Aufgaben >>
A. Warum darf laut dem Lesetext das anhaltende Interesse an „Mein Kampf“ nicht überraschen? Erläutere die Begründung in ein bis drei Sätzen.
B. An welchem Ort ist das Ausstellungsprojekt „1000-jährige Bibliothek“ laut dem Lesetext zu sehen?
C. Prüfe anhand des Lesetexts, ob die folgenden Aussagen zutreffen: (i) Eine wissenschaftlich umfassend kommentierte Ausgabe gibt es seit 2016. (ii) „Mein Kampf“ wurde in den 1930er-Jahren verfasst. (iii) Die kommentierte Ausgabe fand zunächst kaum Käufer.

Lesetext >>
::::::

Propaganda-Textpassagen als Kunstobjekte: Hannes Priesch thematisiert Sprache und Politik in seinem Projekt "1000-jährige Bibliothek".

Foto: Priesch

Insgesamt 12,4 Millionen Exemplare wurden von "Mein Kampf" gedruckt, bis heute ist Adolf Hitlers Propagandaschrift das meistverkaufte Autorenbuch deutscher Sprache. Nach 1945 rutschte das Buch aus der deutschsprachigen Öffentlichkeit unter die Ladentische, erst seit 2016 liegt eine wissenschaftlich umfassend kommentierte Ausgabe vor. Sie schaffte es sofort auf die "Spiegel"-Bestsellerliste. Das anhaltende Interesse an "Mein Kampf" darf nicht überraschen. Das in den 1920er-Jahren verfasste Buch ist eine der zentralen Schriften des Nationalsozialismus, in der Hitler seine Weltanschauungen und programmatischen Ziele artikuliert und zu einer menschenverachtenden rassistischen Ideologie zusammenführt.

Antisemitische Verschwörungstheorien, Vernichtungsfantasien und die Forderung nach der Eroberung von "neuem Lebensraum für das deutsche Volk" bestimmen die Argumentation der Propagandaschrift ebenso wie später die Taten des nationalsozialistischen Terrorregimes. Der bildende Künstler Hannes Priesch nimmt die menschenverachtende und totalitäre Sprache, die durch "Mein Kampf" ein Massenpublikum erreichte, zum Ausgangspunkt für sein Ausstellungsprojekt "1000-jährige Bibliothek", das ab heute, Mittwoch, an der Fachbereichsbibliothek Soziologie und Politikwissenschaft der Universität Wien zu sehen ist.

::::::

Auflistung >>
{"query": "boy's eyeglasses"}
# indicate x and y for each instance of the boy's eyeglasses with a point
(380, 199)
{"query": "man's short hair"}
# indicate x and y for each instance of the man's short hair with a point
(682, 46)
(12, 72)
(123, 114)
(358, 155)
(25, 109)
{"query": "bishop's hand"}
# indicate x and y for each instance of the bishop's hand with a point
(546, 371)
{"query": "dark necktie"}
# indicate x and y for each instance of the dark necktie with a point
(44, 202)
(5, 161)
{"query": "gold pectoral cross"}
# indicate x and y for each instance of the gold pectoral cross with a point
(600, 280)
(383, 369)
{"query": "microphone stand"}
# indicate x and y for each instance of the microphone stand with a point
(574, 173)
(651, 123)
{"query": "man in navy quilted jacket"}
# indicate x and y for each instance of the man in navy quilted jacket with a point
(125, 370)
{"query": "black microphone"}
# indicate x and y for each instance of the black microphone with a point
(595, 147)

::::::

Lösungen >>
A. Das Buch ist eine der zentralen Schriften des Nationalsozialismus. Darin artikuliert Hitler seine Weltanschauungen und programmatischen Ziele und führt sie zu einer menschenverachtenden rassistischen Ideologie zusammen.

B. An der Fachbereichsbibliothek Soziologie und Politikwissenschaft der Universität Wien.

C.
(i) Ja: „erst seit 2016 liegt eine wissenschaftlich umfassend kommentierte Ausgabe vor“
(ii) Nein: „Das in den 1920er-Jahren verfasste Buch“
(iii) Nein: „Sie schaffte es sofort auf die "Spiegel"-Bestsellerliste.“